» **WHAT YOU SHOULD DO**
Where a line of the entries holds the string "plain", copy that line.

» **EXTRACTED RECORDS**
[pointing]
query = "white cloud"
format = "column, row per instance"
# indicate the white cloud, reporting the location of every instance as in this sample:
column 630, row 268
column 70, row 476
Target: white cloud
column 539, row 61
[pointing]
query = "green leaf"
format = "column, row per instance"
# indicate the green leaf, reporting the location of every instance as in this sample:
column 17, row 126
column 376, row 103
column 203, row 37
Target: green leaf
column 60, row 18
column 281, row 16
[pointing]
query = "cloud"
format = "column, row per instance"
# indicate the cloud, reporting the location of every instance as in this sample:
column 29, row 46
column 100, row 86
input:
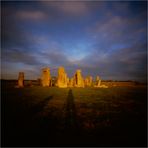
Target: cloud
column 19, row 56
column 73, row 8
column 31, row 15
column 122, row 64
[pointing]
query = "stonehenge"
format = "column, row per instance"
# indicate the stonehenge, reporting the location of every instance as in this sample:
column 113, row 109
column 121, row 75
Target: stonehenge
column 62, row 80
column 45, row 79
column 78, row 79
column 21, row 79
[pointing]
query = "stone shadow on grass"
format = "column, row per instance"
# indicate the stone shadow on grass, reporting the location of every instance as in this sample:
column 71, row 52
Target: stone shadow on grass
column 71, row 124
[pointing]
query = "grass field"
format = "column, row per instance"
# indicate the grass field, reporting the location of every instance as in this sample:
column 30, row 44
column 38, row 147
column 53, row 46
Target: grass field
column 44, row 116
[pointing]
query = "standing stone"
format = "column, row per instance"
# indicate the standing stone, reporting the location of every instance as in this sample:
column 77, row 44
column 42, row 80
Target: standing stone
column 88, row 81
column 45, row 77
column 21, row 79
column 98, row 81
column 71, row 82
column 62, row 78
column 78, row 79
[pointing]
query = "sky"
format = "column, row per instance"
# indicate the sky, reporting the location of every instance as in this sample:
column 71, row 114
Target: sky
column 105, row 38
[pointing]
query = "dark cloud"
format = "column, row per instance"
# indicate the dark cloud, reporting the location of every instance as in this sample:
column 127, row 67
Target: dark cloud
column 101, row 38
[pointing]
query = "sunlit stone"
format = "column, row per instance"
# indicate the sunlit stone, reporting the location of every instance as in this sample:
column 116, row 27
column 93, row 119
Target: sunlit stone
column 45, row 77
column 62, row 78
column 21, row 79
column 78, row 79
column 98, row 83
column 88, row 81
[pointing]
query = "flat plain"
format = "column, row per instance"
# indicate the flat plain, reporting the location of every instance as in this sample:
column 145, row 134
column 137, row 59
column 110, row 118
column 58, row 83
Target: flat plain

» **OUTPUT FOR THIS EXERCISE**
query = "flat plain"
# indicate the flat plain, reporting the location of every instance as in this sample:
Target: flat plain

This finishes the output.